WRITTEN TASK A.
How many stunt directors worked on the film, according to the Shakti film article?
WRITTEN TASK B.
Go on with the Shakti film article from the point where it stops.

DOCUMENT PASSAGE.
──────

- Film poster
- Directed by: Anil Kumar
- Screenplay by: Anil Kumar
- Story by: Ramu Enterprises
- Produced by: Ramu
- Starring: Malashri; Hema Chaudhary; P. Ravi Shankar; Sadhu Kokila; Sayaji Shinde; Ashish Vidyarthi;
- Cinematography: Rajesh Kata
- Edited by: Lakshman Reddy (Picture House)
- Music by: Vardhan
- Production company: Ramu Enterprises
- Distributed by: Ramu Films
- Release date: 6 January 2012;
- Running time: 144 minutes
- Country: India
- Language: Kannada

= Shakti (2012 film) =

Shakti (ಶಕ್ತಿ) is a 2012 action Kannada film directed by Anil Kumar starring Malashri, Hema Choudhary and P. Ravi Shankar. This is Ramu Enterprises 32nd film produced by Ramu. The film was released across Karnataka on 6 January 2012.

==Production==
The film production went on floors in July 2011. This marks actress Malashri's 8th film with her husband's home banner. Malashri plays tough cop fighting against corruption. Anil Kumar, who was introduced as a script writer makes his debut at the direction and also scripts the screenplay along with dialogues. The film is expected to release in the first week of January 2012. One of the highlights of the film is the association of 5 stunt directors namely Thriller Manju, Ravi Varma, Ram Lakshman, Palani Raj and Mass Mada.

──────

PROVIDED DATA.

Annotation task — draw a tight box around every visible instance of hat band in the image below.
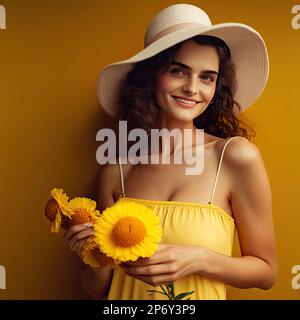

──────

EXPECTED OUTPUT A.
Five.

EXPECTED OUTPUT B.
==Soundtrack==

K. Kalyan has written lyrics for the lone song composed by Vardhan in this film. The song "Bandiyu Saguthide" is sung by veteran actor Shivarajkumar. Akash Audio holds the audio recording rights. Vardhan composed the film's soundtrack for the album consisting of three tracks. The track "Bandi Saaguthide" was sung by actor Shiva Rajkumar, with lyrics written by K. Kalyan.

Track list
| No. | Title | Lyrics | Singer(s) | Length |
|---|---|---|---|---|
| 1. | "Bandi Saguthide" | K. Kalyan | Shiva Rajkumar | 3:15 |
| 2. | "Naale Emba" (female vocals) |  | Malashri | 0:41 |
| 3. | "Naale Emba" (male vocals) |  | Vardhan | 0:40 |
| Total length: |  |  |  | 4:36 |

== Reception ==
=== Critical response ===

A critic from The New Indian Express wrote "Cinematographers Sudhakar and Rajesh have done a neat job behind the camera. Their contribution in picturising the action sequences is immense". BSS from Deccan Herald wrote "Hardcore Malashree fans will be heartened to see their “Gundina Hudugi” revelling in what she does best. Ditto anger management ‘experts’. But there is little else to appreciate". A critic from News18 India wrote "An experienced director would have been able to make 'Shakti' work at least in B and C Centres. 'Shakti' has absolutely nothing to offer to movie lovers". A critic from Bangalore Mirror wrote  "Too much of a good thing is boring. There is no relief with the dialogues either. Maybe the debutant filmmaker thinks the audience is not intelligent enough to understand the progression of a story without dialogues".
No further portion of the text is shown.